▸ **Task brief**: Return the exact lines spanning from the line with "Annotation guideline: for every instance of the finger, put" through the last line of the entries, boundaries included, and no others.

▸ **Material provided**:
::::::::
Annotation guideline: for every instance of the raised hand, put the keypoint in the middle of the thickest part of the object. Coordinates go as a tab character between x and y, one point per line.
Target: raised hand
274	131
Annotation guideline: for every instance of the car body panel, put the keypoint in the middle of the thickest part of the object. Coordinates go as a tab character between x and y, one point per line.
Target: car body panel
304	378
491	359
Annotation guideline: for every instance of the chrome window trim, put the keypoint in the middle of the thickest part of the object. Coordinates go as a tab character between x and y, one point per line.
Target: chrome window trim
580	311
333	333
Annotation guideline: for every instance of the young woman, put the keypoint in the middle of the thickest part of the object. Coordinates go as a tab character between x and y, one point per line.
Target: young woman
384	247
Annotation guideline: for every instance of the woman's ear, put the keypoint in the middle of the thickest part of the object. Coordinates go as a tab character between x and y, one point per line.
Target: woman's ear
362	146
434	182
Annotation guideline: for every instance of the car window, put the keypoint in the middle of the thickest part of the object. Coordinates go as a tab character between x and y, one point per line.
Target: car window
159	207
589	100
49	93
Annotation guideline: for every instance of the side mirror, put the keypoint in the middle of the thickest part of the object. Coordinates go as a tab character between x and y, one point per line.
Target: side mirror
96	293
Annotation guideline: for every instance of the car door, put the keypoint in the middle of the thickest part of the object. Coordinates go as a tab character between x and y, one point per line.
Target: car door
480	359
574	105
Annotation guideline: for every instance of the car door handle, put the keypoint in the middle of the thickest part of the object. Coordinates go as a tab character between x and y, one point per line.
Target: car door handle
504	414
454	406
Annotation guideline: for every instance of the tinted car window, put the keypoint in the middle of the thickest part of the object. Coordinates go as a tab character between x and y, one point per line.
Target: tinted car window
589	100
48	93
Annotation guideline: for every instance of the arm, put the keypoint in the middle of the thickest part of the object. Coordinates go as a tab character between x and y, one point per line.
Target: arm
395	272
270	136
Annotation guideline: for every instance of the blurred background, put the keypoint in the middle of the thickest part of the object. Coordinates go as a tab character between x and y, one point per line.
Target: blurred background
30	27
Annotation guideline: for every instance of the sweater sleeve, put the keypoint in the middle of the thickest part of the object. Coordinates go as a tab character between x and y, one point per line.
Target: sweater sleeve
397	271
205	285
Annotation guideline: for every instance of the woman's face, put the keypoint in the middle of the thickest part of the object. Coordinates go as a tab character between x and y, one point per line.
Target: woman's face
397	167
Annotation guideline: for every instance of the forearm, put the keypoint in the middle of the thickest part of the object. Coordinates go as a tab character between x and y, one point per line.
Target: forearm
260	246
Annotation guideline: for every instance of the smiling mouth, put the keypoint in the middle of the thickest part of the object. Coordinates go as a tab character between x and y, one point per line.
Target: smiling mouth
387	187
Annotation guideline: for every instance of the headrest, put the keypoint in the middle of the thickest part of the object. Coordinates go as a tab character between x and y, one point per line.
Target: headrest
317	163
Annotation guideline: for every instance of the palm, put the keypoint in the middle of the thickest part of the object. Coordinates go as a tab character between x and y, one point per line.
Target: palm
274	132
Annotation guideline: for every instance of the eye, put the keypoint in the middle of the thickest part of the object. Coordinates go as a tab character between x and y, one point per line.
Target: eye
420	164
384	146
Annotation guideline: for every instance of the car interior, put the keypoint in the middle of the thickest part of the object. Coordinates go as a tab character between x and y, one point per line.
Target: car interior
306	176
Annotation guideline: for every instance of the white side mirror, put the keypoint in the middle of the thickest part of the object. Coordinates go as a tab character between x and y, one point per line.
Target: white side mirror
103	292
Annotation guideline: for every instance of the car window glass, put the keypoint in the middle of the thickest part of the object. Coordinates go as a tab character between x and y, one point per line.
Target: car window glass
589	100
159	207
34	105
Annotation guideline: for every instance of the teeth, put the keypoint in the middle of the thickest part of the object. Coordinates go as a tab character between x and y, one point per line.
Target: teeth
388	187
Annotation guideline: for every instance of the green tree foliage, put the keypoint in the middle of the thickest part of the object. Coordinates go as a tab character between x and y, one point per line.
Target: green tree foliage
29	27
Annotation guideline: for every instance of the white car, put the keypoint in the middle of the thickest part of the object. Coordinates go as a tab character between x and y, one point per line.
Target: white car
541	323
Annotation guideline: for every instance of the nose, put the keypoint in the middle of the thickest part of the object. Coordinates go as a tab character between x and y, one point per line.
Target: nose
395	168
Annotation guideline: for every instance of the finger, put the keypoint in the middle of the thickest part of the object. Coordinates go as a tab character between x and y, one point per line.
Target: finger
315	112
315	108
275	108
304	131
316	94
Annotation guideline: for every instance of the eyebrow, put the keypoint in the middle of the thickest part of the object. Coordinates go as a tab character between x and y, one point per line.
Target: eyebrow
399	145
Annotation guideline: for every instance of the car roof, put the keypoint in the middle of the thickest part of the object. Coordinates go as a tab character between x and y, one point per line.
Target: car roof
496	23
::::::::
▸ **Written solution**:
Annotation guideline: for every instance of the finger, put the keypoint in the middle of the thickest part of the object. Coordinates go as a tab character between x and y, one point per line.
Target: finger
315	112
315	108
275	108
304	131
316	94
Annotation guideline: for every instance of the eyebrow, put the keypoint in the middle of the thickest part of the object. Coordinates go as a tab character between x and y, one point per line.
Target: eyebrow
399	145
Annotation guideline: for every instance of the car roof, put the keypoint in the middle of the thickest part of the object. Coordinates go as a tab character between x and y, one point per line.
Target: car roof
496	23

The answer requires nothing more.